Stored data entries
━━━━━━━━

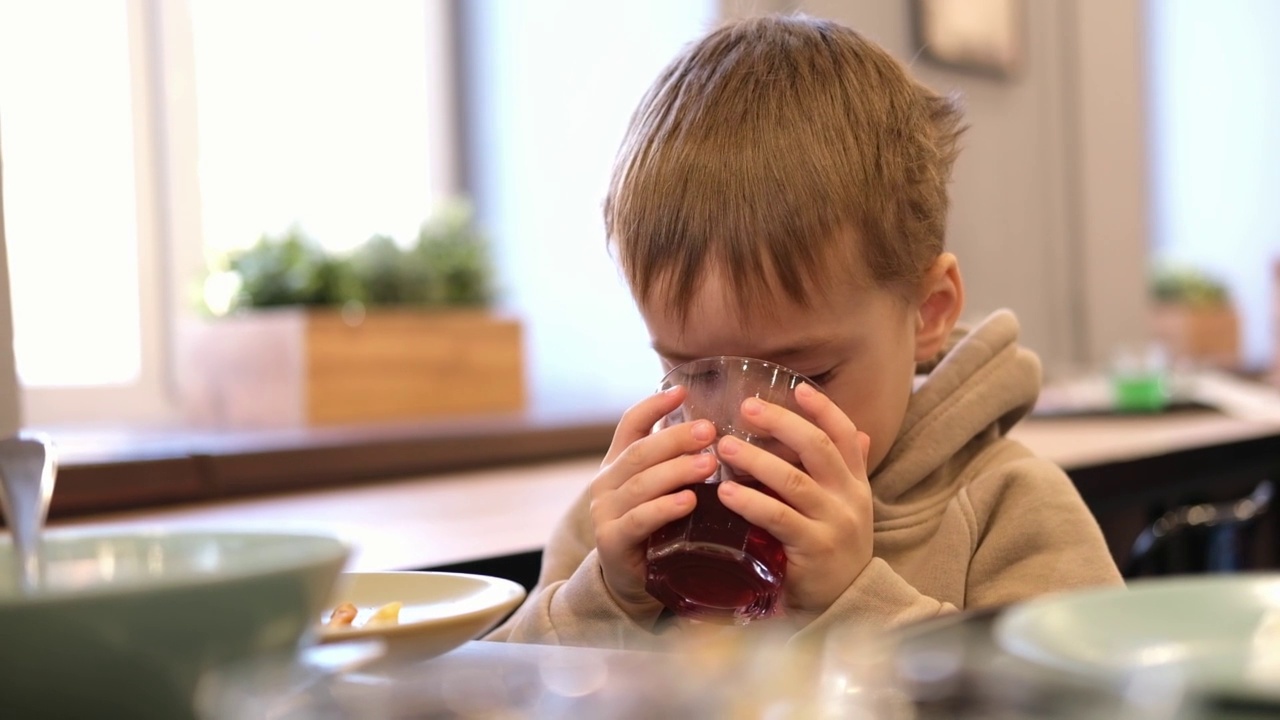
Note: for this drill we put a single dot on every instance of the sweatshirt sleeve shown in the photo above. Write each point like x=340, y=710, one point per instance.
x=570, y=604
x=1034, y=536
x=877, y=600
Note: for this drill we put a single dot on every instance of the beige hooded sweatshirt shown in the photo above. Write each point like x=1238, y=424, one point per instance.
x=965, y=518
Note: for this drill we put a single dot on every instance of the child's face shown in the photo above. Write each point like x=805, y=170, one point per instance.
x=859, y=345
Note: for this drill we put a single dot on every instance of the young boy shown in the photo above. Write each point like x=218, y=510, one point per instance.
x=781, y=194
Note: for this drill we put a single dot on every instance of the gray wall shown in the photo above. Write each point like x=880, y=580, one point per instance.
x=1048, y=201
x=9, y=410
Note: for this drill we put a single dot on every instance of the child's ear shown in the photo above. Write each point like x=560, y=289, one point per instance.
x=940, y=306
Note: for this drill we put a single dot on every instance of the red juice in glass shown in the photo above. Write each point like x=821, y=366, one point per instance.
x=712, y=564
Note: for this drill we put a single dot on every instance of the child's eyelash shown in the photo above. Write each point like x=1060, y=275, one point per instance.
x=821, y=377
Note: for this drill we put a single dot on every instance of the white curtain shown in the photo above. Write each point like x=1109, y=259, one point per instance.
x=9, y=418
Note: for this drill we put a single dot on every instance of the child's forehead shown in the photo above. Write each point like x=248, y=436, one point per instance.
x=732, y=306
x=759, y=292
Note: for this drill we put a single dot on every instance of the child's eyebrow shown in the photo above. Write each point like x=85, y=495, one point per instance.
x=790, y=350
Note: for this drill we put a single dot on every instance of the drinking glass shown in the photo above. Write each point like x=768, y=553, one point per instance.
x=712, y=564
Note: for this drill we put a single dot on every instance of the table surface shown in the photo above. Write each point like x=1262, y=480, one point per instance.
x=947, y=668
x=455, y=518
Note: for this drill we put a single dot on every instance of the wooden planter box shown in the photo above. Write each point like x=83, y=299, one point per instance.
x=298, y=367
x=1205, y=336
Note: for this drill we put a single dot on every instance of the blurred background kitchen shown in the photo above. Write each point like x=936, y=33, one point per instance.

━━━━━━━━

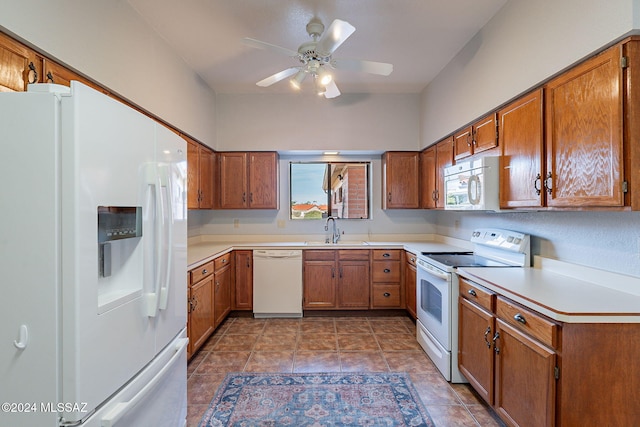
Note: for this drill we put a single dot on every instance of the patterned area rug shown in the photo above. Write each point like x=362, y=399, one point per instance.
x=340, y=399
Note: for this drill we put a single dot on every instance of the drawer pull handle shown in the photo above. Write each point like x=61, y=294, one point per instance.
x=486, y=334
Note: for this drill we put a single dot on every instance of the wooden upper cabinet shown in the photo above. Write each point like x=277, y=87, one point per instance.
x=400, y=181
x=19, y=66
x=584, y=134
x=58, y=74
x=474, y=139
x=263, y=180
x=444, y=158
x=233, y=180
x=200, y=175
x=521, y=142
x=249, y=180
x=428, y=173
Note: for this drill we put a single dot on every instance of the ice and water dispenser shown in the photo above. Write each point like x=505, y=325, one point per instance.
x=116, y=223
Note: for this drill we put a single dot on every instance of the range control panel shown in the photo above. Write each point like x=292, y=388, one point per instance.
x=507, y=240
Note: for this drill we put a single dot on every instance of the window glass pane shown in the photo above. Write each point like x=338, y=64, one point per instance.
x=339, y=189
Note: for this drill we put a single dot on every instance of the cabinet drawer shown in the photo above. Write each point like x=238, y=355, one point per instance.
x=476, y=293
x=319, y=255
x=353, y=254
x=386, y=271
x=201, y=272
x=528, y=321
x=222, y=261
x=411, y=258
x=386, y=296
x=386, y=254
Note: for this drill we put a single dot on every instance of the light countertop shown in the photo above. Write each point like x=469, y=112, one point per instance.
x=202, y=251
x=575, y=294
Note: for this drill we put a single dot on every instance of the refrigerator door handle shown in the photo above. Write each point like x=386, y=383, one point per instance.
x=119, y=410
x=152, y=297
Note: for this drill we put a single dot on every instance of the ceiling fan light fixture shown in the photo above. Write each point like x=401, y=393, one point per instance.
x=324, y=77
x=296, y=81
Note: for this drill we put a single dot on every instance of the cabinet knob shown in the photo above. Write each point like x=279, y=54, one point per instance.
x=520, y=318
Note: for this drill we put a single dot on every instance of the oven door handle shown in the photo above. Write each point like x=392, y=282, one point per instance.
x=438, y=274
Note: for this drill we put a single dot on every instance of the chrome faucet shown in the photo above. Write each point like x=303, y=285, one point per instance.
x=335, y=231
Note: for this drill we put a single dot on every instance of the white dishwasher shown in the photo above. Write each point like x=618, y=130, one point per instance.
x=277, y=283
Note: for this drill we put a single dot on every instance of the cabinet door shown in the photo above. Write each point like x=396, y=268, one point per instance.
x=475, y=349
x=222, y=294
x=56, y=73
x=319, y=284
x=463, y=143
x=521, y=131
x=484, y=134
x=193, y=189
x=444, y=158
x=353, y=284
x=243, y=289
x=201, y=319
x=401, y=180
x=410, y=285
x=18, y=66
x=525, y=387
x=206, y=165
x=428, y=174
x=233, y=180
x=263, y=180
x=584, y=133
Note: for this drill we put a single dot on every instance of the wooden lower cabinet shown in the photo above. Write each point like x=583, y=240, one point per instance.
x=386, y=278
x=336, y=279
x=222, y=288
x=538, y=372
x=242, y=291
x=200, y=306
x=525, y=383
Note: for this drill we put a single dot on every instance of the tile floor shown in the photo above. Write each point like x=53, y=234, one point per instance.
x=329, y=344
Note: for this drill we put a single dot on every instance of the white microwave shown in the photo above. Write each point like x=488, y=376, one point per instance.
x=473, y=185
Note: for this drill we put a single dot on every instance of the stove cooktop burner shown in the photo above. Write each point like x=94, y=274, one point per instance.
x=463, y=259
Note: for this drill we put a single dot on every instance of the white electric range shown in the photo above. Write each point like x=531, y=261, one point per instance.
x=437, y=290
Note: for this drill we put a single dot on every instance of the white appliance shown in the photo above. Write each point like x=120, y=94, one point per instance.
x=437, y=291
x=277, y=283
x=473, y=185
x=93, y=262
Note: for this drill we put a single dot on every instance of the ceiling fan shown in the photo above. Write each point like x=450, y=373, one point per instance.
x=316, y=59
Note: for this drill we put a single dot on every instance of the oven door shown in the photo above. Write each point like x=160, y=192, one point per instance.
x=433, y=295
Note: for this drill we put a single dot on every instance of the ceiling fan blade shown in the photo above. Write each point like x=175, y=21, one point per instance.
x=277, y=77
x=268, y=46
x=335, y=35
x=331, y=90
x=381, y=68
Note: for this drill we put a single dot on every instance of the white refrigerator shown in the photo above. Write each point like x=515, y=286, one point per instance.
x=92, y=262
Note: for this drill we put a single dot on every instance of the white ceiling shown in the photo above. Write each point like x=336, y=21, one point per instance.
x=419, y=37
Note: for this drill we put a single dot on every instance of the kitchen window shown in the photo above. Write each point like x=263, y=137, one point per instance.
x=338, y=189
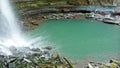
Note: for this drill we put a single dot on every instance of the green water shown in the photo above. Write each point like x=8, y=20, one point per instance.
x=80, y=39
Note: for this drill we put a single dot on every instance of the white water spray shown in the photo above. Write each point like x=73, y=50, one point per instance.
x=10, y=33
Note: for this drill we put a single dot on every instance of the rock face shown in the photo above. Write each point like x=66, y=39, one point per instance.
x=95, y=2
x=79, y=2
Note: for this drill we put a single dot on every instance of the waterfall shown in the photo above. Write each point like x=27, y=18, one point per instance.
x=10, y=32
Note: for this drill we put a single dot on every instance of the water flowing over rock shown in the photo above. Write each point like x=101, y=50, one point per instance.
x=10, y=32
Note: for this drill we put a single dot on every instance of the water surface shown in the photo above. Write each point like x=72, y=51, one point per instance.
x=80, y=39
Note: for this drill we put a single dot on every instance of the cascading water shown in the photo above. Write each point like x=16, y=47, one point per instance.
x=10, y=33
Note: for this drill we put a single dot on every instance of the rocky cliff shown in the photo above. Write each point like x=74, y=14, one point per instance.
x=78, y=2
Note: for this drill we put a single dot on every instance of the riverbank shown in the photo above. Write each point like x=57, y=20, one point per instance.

━━━━━━━━

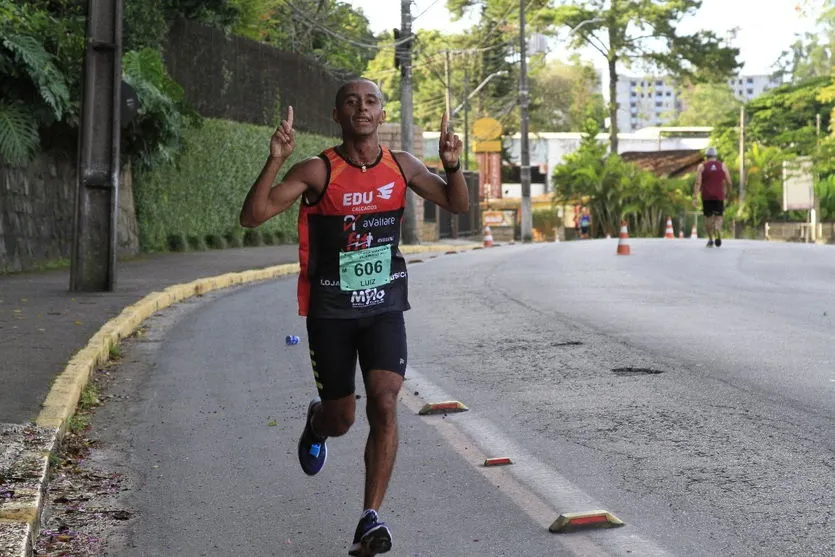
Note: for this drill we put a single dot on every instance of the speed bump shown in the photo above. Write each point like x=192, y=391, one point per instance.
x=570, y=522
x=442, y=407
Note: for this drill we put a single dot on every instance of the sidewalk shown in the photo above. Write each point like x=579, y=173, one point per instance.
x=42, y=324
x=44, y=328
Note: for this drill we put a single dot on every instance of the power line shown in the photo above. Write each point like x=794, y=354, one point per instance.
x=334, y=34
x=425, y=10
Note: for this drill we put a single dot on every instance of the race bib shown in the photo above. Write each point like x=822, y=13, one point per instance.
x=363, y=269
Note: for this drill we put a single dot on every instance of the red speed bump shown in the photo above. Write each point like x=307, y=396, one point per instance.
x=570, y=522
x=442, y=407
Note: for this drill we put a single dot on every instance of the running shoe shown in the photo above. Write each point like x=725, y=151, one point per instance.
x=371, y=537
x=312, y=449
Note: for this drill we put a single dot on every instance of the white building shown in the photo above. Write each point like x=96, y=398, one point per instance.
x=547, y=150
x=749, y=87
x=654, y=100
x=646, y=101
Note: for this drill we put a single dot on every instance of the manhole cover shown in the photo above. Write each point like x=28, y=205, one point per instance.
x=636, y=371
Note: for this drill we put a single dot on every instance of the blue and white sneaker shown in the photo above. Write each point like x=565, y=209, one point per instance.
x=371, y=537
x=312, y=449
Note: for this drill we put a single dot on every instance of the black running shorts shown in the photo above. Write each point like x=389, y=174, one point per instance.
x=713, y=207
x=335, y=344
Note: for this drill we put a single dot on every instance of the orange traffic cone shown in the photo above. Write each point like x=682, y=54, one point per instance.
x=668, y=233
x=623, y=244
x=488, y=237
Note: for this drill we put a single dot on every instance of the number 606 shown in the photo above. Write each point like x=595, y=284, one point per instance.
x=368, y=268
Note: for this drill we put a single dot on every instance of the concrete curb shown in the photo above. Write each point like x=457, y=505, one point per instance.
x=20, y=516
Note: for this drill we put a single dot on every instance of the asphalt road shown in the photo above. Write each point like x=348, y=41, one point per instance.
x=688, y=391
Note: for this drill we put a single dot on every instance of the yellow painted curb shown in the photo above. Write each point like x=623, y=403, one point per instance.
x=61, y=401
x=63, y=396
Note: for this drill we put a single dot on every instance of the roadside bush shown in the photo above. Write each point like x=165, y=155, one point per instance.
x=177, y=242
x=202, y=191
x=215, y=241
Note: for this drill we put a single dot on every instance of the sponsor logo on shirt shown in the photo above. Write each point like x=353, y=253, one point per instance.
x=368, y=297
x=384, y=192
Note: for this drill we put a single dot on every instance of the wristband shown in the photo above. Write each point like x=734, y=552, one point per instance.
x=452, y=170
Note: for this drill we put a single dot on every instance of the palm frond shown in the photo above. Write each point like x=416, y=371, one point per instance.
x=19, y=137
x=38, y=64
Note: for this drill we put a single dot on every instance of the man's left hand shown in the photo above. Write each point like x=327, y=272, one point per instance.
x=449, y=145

━━━━━━━━

Exercise:
What you return must be the lines above that run from the line with "y=47, one point per instance." to the line with "x=57, y=20, one point per instance.", inclusive, each copied exactly.

Result for this task:
Note: for this drill we put a single dot on every instance of the cascading water shown in the photo above. Write each point like x=16, y=47, one point per instance.
x=10, y=33
Note: for this drill we put a single dot on every instance of the rocky cliff shown in the photo above. Write each point like x=74, y=14, one point per instance.
x=78, y=2
Note: for this drill we put a single dot on every instance of the riverbank shown in the photo above. Write each point like x=57, y=20, one point per instance.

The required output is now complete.